What is required.
Add 140 to every bounding box coordinate in the answers between the lines holding "My team needs the bounding box of the small" and "[476,24,481,125]", inclusive. Write out all of those lines again with the requests unchanged.
· · · · · · ·
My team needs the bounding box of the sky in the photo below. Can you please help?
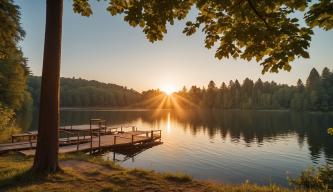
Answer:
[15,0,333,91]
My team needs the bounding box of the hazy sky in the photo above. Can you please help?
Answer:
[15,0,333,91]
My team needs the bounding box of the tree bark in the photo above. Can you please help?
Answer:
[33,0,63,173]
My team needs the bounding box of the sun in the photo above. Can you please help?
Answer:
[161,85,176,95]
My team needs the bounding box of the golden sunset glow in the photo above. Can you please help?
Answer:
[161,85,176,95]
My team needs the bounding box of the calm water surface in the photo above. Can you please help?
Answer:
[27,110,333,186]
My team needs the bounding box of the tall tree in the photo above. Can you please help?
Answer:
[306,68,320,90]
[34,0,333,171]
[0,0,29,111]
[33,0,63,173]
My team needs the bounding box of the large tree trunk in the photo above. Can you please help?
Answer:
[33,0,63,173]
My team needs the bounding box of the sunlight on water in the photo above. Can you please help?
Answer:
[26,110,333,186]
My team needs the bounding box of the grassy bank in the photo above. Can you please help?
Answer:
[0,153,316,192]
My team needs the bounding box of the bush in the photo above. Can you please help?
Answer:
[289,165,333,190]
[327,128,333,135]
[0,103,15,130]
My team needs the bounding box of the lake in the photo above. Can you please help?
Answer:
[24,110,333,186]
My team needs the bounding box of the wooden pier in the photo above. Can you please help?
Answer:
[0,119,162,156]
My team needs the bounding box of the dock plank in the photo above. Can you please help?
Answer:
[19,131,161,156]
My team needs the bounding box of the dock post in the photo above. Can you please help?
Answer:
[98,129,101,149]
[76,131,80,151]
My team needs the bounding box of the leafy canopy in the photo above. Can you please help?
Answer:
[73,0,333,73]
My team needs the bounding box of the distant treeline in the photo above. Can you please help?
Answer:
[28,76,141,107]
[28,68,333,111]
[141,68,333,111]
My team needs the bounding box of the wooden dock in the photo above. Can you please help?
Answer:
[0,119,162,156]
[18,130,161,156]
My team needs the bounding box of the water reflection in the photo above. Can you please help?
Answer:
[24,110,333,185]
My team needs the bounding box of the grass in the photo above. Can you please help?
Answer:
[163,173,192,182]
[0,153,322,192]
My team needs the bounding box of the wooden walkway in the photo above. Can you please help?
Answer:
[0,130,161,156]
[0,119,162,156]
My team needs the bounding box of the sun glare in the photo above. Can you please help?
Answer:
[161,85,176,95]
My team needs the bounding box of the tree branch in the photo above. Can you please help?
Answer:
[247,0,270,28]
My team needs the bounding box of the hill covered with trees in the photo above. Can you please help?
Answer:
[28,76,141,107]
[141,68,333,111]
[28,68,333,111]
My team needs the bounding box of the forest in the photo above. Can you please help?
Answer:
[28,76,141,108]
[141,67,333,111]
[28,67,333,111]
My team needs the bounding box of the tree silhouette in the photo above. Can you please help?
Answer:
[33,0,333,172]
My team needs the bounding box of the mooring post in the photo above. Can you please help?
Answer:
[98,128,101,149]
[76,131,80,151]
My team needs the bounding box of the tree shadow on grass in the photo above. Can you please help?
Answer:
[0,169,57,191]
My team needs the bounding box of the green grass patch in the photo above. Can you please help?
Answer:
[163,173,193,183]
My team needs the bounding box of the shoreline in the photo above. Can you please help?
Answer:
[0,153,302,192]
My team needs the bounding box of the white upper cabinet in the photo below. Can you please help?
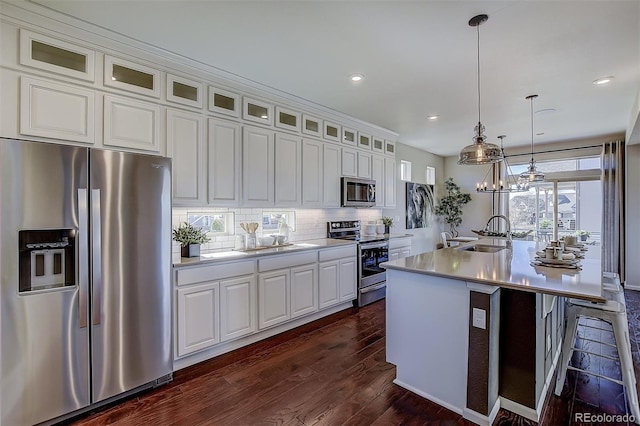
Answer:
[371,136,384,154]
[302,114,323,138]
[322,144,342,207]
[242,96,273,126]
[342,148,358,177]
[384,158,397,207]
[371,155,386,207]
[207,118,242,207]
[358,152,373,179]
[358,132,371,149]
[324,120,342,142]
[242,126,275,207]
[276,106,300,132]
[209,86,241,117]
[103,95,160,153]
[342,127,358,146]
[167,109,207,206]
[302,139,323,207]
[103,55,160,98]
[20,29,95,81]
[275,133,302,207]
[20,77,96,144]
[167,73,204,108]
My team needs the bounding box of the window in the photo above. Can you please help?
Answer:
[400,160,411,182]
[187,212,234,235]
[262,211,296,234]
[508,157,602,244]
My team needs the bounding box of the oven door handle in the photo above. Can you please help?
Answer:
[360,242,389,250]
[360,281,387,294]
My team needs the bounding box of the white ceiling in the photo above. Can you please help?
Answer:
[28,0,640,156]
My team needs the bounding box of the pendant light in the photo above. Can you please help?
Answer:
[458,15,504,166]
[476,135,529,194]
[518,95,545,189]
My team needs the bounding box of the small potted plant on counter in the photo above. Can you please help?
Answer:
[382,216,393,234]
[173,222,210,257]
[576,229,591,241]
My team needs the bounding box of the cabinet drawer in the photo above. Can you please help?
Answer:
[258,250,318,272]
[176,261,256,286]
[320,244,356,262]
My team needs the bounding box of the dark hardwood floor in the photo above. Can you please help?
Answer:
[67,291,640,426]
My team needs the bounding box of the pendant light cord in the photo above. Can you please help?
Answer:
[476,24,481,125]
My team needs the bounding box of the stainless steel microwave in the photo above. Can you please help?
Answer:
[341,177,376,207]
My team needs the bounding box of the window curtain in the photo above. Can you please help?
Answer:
· · · · · · ·
Correct result.
My team needs the bounding box of the small potted plant on counter in the photo above. Can you please help?
Answer:
[522,356,533,374]
[313,362,350,397]
[716,369,731,381]
My team needs the bounding box of the cabinet drawer in the photo above. Can you please help?
Answer:
[398,390,458,412]
[316,401,396,426]
[460,384,496,402]
My team needs the bounding box of the dark hardwood floor in the photo above. Can you please help?
Answer:
[207,431,780,566]
My team needs the bounding box of the pendant light cord in the photo above. Can you please help?
Answer:
[616,164,621,265]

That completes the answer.